*GOAL*:
Please pick out every line of the material below that contains the string "baseboard", and note that case counts.

*MATERIAL FOR THE TASK*:
☆ ☆ ☆

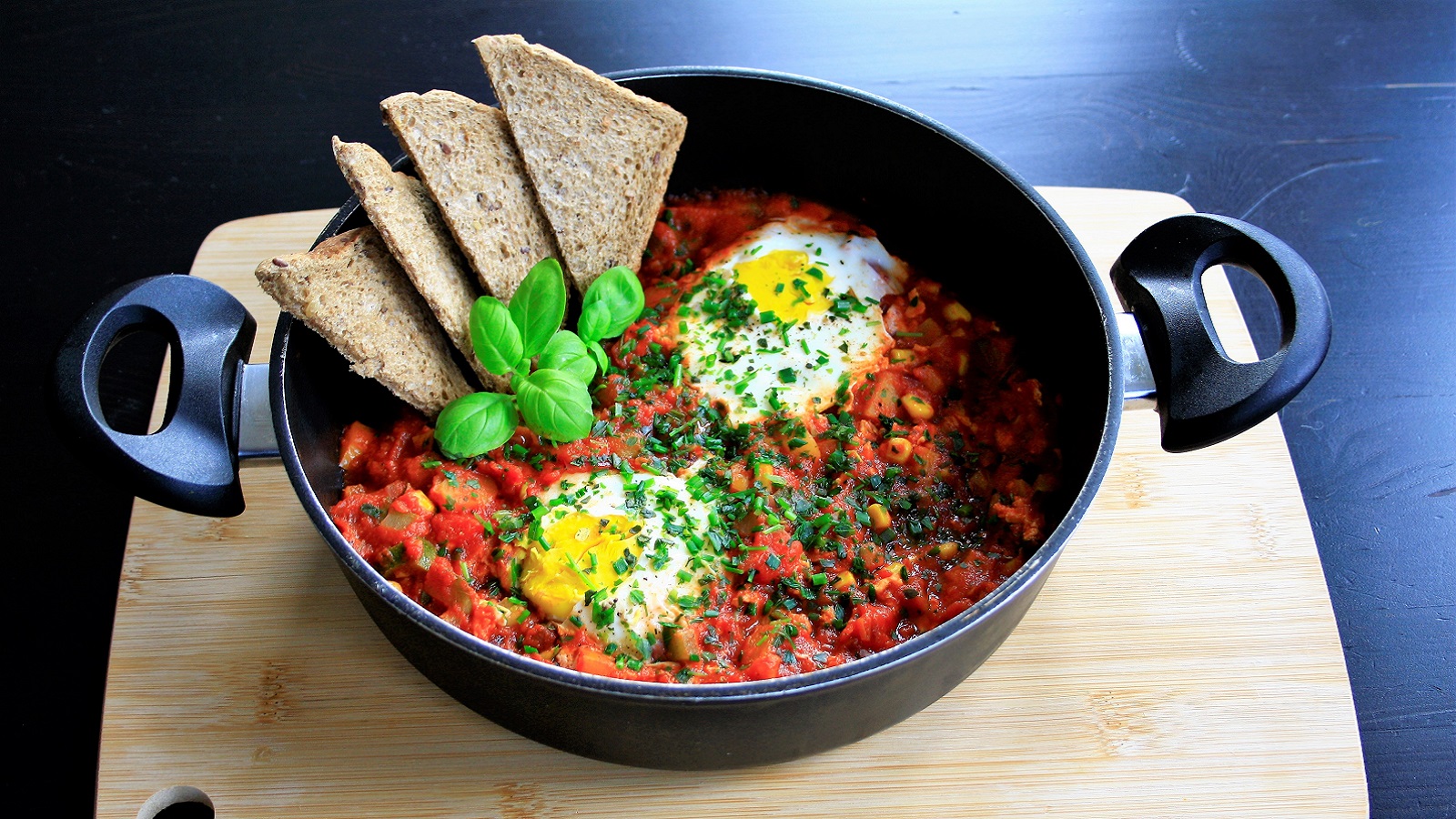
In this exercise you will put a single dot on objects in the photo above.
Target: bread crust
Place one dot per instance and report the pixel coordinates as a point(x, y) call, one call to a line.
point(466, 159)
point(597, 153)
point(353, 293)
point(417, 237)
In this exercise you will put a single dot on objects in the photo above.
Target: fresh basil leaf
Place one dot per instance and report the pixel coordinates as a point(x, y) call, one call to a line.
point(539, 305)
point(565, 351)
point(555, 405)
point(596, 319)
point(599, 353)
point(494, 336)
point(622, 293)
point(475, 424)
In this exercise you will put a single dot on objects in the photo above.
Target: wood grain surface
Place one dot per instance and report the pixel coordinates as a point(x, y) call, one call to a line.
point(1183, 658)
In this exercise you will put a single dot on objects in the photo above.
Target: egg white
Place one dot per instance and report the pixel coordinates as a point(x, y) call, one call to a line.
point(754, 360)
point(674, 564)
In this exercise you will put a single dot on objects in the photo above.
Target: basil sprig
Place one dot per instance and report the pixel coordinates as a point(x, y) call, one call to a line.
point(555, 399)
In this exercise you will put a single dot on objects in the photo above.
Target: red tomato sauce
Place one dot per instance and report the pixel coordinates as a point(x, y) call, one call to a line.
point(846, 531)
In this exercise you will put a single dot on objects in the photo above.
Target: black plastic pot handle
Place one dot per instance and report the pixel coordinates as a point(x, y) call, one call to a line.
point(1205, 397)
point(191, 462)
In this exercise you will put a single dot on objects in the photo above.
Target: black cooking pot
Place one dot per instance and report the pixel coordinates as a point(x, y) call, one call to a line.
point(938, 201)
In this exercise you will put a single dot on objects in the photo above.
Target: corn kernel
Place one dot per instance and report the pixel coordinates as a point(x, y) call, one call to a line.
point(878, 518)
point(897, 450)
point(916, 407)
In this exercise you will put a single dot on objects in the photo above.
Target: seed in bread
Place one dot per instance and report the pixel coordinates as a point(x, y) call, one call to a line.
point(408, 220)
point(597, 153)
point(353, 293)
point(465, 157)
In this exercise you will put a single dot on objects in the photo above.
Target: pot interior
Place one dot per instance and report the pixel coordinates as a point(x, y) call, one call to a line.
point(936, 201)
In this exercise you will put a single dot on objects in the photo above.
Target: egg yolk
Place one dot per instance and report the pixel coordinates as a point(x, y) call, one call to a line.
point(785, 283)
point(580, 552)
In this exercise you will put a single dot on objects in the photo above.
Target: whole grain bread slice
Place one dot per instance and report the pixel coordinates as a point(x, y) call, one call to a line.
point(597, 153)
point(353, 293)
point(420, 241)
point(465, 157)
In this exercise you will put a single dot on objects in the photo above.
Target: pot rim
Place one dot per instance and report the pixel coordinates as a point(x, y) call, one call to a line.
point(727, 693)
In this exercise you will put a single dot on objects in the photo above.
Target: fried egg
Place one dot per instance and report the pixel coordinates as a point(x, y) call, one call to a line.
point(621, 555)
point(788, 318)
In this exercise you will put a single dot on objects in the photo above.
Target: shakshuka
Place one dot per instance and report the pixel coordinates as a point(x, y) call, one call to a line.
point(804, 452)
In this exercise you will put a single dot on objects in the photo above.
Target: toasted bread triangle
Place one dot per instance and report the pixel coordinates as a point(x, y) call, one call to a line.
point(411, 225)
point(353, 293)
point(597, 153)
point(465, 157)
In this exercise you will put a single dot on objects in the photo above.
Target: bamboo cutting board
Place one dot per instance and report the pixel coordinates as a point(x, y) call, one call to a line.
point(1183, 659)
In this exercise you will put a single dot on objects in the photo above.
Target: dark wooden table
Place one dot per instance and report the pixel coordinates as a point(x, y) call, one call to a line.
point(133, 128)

☆ ☆ ☆

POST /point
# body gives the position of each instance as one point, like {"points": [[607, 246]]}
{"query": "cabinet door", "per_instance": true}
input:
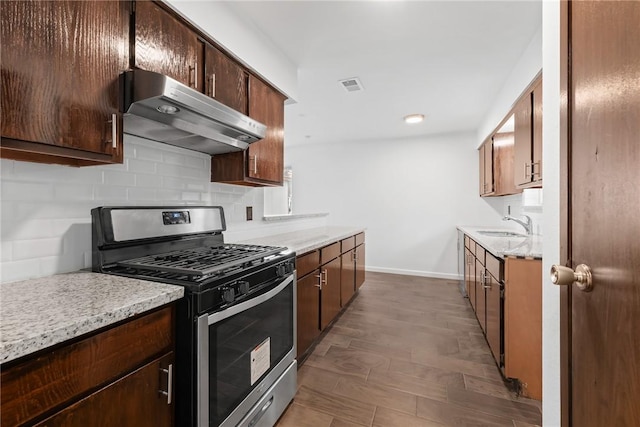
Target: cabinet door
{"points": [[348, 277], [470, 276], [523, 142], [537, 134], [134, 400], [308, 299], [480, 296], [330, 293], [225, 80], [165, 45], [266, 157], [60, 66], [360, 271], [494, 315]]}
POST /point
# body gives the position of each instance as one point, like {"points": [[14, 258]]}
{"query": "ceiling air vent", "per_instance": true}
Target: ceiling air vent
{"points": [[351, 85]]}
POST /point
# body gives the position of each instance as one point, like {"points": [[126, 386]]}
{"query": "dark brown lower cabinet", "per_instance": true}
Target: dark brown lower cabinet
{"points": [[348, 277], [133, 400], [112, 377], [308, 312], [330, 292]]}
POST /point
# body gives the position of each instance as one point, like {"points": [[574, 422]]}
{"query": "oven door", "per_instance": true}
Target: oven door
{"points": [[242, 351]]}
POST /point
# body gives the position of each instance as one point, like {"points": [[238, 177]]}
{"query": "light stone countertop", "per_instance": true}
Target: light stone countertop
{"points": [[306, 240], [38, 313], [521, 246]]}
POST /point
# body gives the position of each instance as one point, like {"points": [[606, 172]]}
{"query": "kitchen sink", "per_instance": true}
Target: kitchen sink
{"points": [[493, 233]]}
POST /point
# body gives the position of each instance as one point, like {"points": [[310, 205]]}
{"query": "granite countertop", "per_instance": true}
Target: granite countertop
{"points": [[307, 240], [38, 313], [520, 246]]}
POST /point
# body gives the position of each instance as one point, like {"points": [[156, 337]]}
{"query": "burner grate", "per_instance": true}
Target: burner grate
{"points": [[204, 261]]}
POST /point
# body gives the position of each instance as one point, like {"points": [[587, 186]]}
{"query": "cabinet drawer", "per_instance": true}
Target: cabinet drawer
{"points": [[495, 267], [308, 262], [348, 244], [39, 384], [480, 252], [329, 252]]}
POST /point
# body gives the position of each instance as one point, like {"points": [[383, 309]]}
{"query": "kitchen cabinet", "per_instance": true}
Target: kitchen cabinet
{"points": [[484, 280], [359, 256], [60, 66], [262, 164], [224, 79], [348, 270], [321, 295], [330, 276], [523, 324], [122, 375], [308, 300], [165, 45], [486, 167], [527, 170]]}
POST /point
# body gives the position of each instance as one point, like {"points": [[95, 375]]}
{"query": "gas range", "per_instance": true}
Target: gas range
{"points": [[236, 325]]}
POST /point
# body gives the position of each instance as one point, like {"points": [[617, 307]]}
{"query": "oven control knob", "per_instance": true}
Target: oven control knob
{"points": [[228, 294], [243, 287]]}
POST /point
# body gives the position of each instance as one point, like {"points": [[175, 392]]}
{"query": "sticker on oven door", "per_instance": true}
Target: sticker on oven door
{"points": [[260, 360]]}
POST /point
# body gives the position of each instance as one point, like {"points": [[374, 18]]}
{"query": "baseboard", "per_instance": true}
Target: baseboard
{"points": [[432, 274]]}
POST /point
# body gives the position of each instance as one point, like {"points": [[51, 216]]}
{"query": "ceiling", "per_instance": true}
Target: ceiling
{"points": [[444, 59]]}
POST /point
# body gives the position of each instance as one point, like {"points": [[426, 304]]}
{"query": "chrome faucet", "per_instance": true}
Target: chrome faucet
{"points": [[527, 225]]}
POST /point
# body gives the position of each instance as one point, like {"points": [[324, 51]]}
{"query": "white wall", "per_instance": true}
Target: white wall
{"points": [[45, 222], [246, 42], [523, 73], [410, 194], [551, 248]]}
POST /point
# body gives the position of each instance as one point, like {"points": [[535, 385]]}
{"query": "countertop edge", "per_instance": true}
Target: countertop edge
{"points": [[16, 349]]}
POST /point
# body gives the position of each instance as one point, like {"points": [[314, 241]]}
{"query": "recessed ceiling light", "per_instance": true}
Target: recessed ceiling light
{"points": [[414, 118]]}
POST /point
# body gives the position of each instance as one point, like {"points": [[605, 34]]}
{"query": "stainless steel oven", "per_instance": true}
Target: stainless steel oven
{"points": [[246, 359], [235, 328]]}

☆ ☆ ☆

*ANSWER IN FULL*:
{"query": "baseboard", "per_instance": true}
Target: baseboard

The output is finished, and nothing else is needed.